The magnitude of the Russian military disaster in Grozny - only now becoming apparent to the Russian people - is matched by the personal and political disaster for the Russian president. Most of the politicians who once supported Boris Yeltsin are deserting him. Opinion polls show an almost total collapse in public support for the president, who was once the idol of the Russian masses.

"A large-scale political crisis is developing in Russia involving the authorities, public opinion and the mass media," Mark Urnov, an aide to the president admitted yesterday.

The Russian army claimed to have seized the initiative overnight and yesterday morning by destroying eight trucks filled with Chechen fighters and capturing 60 gunmen, alleged to include Afghan and Jordanian mercenaries. But a reporter for the semi-official Russian Interfax news agency said he had seen dozens of crippled Russian tanks and more than 100 dead Russian soldiers in the streets near the palace of the Chechen leader, Dzhokhar Dudayev.

It was also reported that Chechens armed with missile launchers, machine guns, grenades and flame-throwers pinned down a Russian unit at the railway station, about one mile from the presidential palace in the city centre.

(Region pointing data)
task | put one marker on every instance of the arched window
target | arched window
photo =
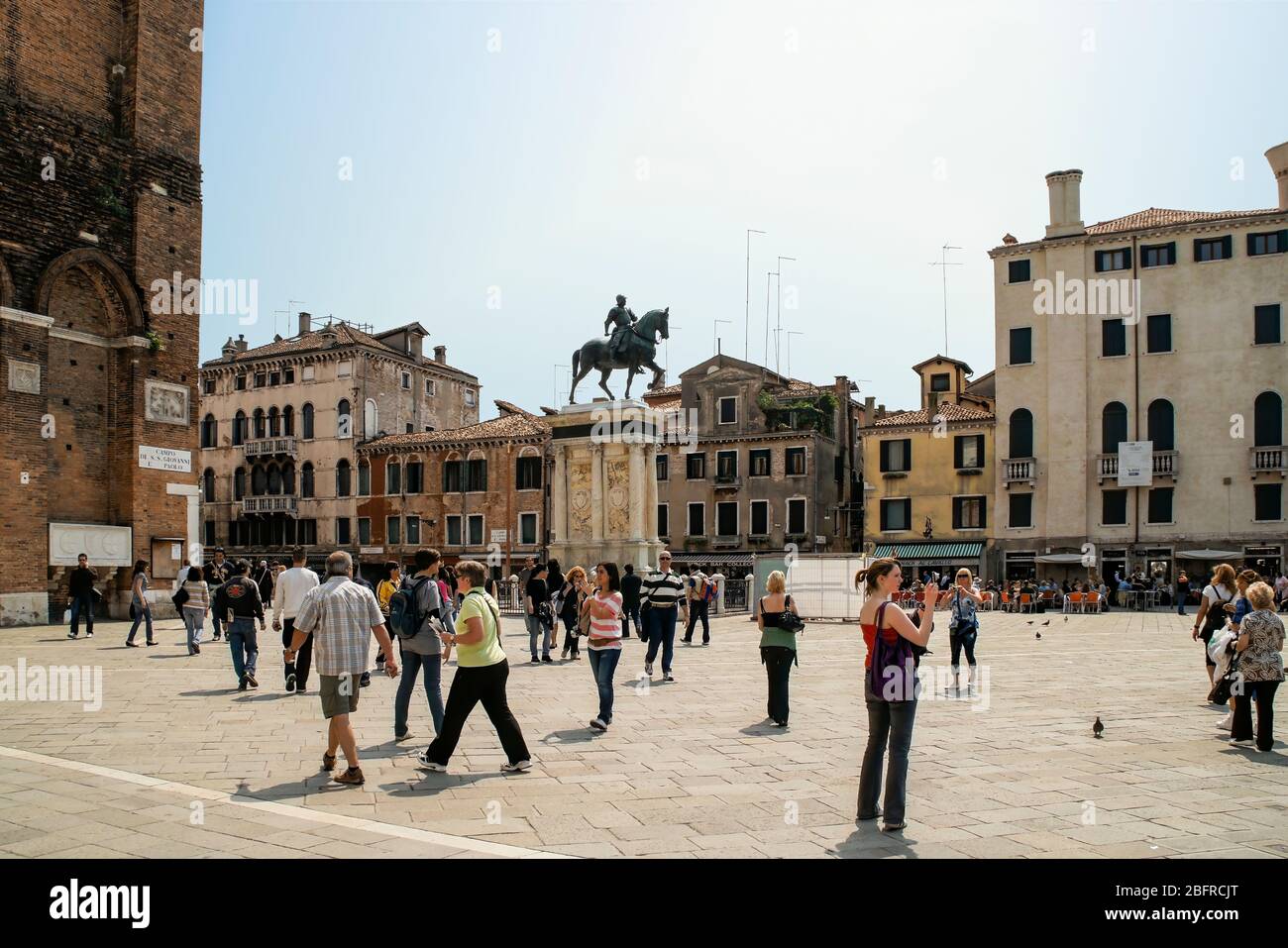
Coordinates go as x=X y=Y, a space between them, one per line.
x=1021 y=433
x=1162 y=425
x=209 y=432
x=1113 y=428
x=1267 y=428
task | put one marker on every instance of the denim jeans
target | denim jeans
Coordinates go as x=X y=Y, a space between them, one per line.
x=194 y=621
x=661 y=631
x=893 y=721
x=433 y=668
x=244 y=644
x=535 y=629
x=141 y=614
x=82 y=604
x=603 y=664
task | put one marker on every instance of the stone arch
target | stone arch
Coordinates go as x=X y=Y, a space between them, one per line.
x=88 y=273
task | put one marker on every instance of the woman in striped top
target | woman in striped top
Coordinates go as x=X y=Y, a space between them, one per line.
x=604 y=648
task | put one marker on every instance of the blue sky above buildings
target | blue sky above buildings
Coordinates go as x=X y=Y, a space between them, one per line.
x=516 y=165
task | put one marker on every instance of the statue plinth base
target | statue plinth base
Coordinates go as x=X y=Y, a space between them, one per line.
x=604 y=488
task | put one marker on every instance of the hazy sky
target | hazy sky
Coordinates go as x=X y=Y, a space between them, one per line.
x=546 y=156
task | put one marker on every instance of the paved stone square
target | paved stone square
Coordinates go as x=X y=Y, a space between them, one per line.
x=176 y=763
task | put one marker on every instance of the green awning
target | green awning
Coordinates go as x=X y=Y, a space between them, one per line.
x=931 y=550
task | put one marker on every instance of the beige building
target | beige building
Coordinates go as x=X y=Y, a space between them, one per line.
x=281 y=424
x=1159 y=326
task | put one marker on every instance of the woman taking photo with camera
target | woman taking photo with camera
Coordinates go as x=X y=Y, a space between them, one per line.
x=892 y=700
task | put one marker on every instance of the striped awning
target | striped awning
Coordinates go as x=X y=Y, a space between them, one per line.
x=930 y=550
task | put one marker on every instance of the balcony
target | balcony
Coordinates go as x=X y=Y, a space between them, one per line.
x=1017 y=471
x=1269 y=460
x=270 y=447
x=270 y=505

--

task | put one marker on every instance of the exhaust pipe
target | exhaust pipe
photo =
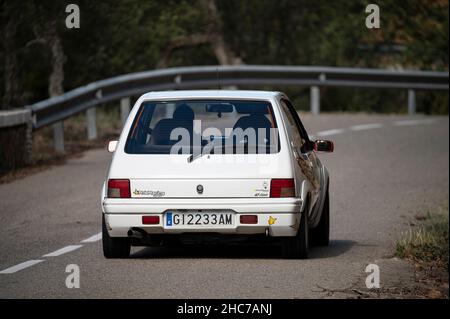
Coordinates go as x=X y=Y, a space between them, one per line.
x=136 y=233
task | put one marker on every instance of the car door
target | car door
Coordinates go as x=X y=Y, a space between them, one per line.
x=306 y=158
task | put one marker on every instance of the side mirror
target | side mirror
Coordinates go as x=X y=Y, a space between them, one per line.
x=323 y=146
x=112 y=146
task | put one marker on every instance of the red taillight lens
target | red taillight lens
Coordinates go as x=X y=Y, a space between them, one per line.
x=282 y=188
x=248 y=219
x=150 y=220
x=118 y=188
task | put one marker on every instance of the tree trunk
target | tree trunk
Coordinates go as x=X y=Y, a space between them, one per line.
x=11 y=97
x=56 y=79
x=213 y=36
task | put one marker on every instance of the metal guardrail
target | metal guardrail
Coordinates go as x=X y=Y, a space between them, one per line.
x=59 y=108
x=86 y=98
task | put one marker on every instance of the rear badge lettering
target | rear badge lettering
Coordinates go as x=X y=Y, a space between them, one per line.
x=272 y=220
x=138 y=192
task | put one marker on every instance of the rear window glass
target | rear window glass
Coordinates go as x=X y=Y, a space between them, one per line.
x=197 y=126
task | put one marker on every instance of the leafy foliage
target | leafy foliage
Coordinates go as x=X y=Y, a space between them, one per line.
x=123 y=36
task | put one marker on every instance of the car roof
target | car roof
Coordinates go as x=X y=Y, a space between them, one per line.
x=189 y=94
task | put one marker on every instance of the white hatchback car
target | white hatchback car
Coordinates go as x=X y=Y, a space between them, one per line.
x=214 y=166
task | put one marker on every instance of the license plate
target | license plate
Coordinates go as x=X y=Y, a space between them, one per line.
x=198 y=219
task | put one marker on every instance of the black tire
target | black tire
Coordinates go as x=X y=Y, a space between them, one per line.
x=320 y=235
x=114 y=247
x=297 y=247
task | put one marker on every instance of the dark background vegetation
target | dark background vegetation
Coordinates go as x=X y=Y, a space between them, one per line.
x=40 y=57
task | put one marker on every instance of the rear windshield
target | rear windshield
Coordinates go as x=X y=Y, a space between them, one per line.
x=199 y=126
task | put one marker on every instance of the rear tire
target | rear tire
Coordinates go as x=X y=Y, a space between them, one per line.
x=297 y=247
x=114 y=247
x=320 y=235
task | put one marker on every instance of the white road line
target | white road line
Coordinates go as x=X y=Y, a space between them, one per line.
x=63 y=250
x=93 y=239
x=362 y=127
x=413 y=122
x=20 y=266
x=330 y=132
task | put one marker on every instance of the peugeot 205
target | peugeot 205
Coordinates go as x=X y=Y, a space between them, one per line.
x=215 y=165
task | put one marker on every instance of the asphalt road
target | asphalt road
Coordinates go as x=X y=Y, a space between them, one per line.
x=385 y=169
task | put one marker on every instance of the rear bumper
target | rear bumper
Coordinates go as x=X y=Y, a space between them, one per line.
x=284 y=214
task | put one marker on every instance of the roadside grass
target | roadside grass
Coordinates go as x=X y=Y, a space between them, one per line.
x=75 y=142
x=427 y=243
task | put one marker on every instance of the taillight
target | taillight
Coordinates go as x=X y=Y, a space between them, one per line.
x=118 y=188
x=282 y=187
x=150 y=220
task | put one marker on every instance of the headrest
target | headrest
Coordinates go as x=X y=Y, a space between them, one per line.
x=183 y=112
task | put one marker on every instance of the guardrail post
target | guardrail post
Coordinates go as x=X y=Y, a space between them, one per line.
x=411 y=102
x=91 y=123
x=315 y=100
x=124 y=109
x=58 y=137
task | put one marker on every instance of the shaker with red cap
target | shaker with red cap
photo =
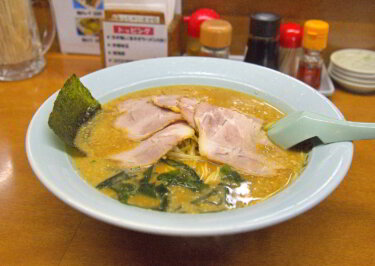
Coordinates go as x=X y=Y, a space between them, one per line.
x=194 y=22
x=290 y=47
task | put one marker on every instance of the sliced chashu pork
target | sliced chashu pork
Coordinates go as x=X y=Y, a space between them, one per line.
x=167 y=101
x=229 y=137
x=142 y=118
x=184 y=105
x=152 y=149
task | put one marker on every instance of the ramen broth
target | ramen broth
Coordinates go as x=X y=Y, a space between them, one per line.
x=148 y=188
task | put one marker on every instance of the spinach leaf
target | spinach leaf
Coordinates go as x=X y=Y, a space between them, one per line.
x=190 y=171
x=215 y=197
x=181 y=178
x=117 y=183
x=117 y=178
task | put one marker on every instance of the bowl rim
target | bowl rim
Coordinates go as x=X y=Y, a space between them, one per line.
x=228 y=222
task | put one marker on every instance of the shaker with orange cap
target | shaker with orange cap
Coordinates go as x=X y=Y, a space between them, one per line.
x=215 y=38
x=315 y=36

Apply what you read
1. Reproduce the passage of the Grozny report starting with "The magnitude of" and going on through "president admitted yesterday.".
2. In the Grozny report, how far was the railway station where a Russian unit was pinned down from the presidential palace?

Task results
1.
The magnitude of the Russian military disaster in Grozny - only now becoming apparent to the Russian people - is matched by the personal and political disaster for the Russian president. Most of the politicians who once supported Boris Yeltsin are deserting him. Opinion polls show an almost total collapse in public support for the president, who was once the idol of the Russian masses.

"A large-scale political crisis is developing in Russia involving the authorities, public opinion and the mass media," Mark Urnov, an aide to the president admitted yesterday.

2. About one mile.